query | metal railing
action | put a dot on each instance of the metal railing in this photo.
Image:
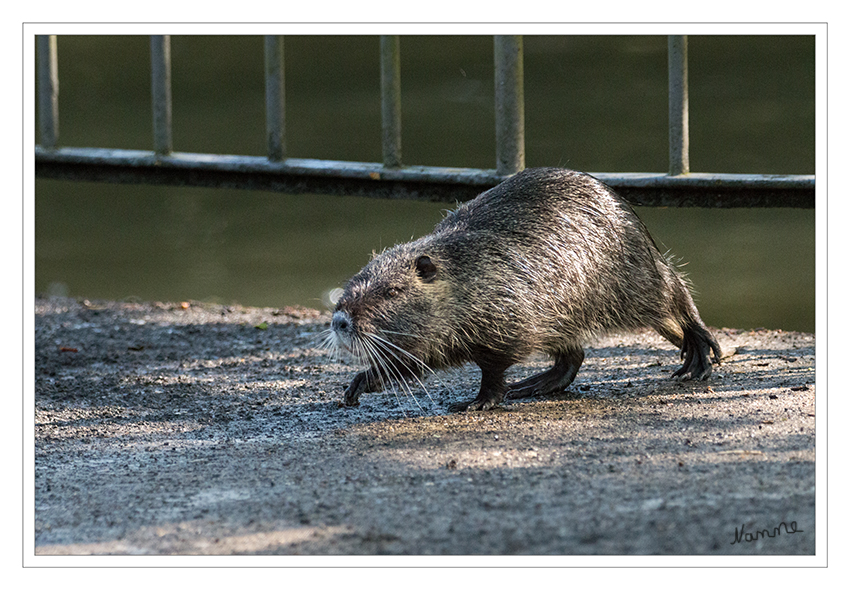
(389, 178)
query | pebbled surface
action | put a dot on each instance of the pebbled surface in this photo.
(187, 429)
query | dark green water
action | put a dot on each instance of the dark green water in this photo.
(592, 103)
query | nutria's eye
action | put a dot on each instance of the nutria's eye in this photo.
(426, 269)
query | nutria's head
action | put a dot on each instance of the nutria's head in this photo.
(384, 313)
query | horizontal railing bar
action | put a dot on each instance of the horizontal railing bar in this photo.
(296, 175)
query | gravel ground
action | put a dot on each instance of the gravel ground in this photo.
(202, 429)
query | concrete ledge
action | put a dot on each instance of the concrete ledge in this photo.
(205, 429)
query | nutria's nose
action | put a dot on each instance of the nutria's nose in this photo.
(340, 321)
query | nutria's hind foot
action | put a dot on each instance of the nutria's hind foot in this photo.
================================
*WHAT TO WORK ON:*
Please write every line above out exactly as given, except for any pictures.

*TASK ANSWER:*
query | metal railing
action | put a dot on each instance of the metal railing in this photo.
Image:
(389, 178)
query | pebbled surface
action | put a dot on each instance of the pebbled surface in this photo.
(187, 429)
query | dark green water
action | put a dot on each instance of the dark green water in this photo.
(592, 103)
query | nutria's eye
action | put a dot on each instance of the nutria's eye in this photo.
(426, 269)
query | nutria's head
action | put a dot on each instance of the nutria's head in this photo.
(384, 313)
query | horizontal railing bar
action | put a dot on each instance of the horizontal railing bar in this photo.
(296, 175)
query | gravel ground
action | put a dot on each instance of the gravel ground in this photo.
(202, 429)
query | concrete ledge
action | put a dot on each instance of the concrete ledge in this photo.
(205, 429)
query | nutria's nose
action | put a dot on each instance of the nutria's nose in this photo.
(340, 321)
query | nutria's hind foot
action | put a dot on each instance of the nutria's hind foot in this photo.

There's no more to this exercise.